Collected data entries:
-----
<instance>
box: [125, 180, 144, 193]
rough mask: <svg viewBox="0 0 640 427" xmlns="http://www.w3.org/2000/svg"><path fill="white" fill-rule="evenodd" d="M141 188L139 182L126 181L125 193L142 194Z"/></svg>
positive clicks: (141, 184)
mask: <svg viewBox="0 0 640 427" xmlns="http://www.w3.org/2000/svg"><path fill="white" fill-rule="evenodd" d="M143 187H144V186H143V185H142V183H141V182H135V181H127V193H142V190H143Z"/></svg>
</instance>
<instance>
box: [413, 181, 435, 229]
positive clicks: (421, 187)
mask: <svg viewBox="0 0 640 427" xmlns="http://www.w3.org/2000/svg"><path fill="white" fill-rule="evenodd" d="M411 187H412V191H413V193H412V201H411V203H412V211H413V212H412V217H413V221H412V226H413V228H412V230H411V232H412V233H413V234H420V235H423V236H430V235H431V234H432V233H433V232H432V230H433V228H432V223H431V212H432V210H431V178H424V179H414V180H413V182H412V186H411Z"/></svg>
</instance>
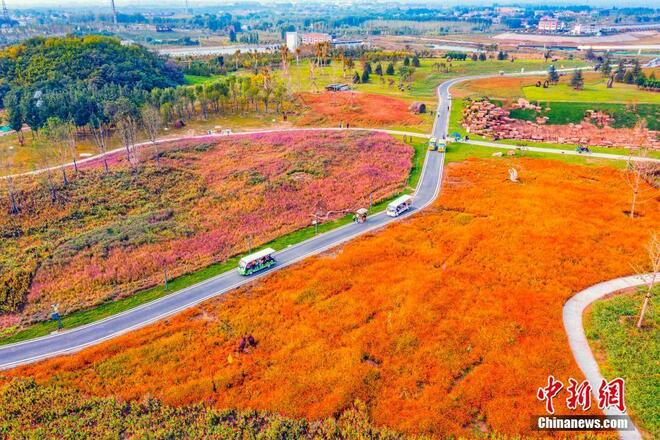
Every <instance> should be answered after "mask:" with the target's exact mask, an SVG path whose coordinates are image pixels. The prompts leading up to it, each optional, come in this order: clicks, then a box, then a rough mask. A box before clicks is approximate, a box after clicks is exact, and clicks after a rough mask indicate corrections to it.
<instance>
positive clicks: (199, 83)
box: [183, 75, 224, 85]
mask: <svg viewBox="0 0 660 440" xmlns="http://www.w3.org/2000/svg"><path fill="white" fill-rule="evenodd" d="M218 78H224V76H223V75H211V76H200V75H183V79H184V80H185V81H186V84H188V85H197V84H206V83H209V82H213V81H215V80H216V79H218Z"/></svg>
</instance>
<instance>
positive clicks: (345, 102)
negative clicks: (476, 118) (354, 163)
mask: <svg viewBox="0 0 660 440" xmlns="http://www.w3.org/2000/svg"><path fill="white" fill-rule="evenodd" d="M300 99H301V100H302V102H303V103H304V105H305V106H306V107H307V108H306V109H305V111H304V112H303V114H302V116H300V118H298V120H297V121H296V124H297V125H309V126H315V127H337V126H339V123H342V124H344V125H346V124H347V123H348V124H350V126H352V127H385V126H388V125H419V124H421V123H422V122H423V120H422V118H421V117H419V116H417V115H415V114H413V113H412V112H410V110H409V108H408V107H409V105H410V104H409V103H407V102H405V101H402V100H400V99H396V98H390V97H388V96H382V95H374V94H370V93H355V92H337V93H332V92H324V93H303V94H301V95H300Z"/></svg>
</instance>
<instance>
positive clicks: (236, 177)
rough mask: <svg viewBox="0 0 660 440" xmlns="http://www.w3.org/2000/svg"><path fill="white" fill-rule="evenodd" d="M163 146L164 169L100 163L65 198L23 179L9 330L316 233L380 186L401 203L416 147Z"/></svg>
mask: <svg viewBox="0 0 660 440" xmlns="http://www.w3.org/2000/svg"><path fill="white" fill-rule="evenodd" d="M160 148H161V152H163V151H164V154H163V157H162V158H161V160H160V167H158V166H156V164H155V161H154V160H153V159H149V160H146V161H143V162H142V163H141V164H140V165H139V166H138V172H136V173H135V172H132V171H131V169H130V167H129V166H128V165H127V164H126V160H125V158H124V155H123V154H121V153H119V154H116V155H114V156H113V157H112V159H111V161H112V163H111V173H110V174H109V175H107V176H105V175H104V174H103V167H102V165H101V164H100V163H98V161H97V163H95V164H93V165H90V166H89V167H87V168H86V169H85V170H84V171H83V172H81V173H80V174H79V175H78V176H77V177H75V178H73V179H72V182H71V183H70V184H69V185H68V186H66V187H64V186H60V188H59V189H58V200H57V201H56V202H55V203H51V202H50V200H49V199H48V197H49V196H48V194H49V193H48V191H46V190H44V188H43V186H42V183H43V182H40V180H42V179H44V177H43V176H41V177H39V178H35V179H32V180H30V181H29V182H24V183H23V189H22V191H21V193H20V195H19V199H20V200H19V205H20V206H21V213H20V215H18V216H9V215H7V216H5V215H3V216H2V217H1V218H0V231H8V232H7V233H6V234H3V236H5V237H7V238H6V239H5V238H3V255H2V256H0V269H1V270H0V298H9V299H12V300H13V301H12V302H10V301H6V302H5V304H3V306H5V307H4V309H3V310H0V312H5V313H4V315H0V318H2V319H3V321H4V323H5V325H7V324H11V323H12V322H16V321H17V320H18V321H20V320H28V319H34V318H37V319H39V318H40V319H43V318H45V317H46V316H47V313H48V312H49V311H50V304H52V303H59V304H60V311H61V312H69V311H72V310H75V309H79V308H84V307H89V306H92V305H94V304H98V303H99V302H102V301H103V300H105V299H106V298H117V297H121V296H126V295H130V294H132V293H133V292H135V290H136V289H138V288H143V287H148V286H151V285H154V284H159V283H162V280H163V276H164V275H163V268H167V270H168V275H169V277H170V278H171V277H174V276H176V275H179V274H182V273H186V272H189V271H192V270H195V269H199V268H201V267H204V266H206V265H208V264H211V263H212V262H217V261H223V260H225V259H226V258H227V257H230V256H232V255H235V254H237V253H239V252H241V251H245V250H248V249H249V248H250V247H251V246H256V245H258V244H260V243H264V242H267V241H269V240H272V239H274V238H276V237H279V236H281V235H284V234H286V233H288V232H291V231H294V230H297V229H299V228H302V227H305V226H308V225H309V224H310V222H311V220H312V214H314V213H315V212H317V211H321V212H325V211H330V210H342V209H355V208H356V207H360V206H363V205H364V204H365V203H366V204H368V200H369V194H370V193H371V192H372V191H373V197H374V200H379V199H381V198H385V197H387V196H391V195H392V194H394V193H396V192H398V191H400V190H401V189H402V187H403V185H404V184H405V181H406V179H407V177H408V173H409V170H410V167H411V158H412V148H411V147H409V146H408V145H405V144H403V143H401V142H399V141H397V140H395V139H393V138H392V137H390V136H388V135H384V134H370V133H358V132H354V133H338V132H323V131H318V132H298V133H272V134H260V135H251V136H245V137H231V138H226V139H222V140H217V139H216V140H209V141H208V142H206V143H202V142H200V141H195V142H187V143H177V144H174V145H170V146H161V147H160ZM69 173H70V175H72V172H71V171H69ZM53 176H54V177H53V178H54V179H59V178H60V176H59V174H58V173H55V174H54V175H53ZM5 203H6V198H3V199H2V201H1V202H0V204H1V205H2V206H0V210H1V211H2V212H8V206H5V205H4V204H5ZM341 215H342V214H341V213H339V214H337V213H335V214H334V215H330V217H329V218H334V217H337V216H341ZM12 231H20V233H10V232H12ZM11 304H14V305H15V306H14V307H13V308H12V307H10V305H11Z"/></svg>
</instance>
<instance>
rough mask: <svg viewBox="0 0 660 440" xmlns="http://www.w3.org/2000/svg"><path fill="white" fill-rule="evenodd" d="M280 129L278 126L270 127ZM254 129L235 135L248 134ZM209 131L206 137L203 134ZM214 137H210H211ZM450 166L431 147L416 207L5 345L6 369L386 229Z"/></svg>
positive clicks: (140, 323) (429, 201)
-----
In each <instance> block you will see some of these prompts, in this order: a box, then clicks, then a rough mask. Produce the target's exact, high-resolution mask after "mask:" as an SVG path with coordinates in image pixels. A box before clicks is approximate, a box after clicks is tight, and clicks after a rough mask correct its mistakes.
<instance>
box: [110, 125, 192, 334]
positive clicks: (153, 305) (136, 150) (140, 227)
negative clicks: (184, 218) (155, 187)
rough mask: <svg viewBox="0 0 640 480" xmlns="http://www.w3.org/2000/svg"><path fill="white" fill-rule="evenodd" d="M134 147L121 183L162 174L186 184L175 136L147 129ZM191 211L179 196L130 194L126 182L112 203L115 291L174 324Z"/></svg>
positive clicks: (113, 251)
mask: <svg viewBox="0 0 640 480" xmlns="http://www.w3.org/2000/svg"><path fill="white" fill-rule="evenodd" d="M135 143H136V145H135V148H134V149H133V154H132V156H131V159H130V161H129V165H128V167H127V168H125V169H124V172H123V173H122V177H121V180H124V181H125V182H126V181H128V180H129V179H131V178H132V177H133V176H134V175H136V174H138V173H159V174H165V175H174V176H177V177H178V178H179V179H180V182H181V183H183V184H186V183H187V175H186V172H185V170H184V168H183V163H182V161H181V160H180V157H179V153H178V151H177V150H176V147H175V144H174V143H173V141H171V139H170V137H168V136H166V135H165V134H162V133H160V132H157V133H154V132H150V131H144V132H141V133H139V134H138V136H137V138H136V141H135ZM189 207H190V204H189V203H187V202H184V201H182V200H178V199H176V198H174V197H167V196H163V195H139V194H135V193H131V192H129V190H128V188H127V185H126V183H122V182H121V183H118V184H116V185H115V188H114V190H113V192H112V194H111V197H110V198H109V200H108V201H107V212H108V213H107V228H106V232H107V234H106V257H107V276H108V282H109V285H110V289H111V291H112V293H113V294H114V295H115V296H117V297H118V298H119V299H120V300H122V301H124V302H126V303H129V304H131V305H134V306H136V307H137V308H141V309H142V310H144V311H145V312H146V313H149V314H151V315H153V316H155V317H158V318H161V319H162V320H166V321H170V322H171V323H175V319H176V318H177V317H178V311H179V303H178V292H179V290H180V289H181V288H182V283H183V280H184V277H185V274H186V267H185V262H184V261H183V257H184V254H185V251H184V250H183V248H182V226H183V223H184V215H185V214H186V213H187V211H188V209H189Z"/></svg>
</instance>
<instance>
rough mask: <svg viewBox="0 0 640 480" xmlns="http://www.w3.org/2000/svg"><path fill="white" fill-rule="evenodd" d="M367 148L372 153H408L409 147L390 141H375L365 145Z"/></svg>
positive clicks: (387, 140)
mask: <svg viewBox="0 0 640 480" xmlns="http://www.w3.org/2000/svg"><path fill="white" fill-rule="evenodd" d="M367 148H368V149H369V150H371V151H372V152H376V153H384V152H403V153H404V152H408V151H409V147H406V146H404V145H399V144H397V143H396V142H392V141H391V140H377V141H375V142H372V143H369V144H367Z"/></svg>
-----
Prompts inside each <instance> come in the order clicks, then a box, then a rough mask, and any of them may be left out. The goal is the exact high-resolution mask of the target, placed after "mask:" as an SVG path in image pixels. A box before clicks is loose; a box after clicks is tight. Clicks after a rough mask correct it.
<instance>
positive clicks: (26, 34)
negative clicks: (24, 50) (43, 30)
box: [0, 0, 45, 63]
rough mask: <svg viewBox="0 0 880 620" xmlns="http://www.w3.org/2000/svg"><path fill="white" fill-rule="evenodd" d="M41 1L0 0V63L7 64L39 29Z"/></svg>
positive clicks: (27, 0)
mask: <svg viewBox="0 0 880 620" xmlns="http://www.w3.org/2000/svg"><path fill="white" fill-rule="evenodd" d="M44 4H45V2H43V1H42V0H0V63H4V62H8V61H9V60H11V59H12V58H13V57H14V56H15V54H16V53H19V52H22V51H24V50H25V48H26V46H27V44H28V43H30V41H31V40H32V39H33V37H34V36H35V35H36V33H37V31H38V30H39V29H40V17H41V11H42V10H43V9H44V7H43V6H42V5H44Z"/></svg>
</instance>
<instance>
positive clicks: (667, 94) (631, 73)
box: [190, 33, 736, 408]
-----
(Problem to work on)
Extract every one of the lines above that contains the word "negative".

(Response below)
negative clicks: (476, 118) (354, 163)
negative clicks: (184, 218) (155, 187)
negative clicks: (24, 50) (43, 30)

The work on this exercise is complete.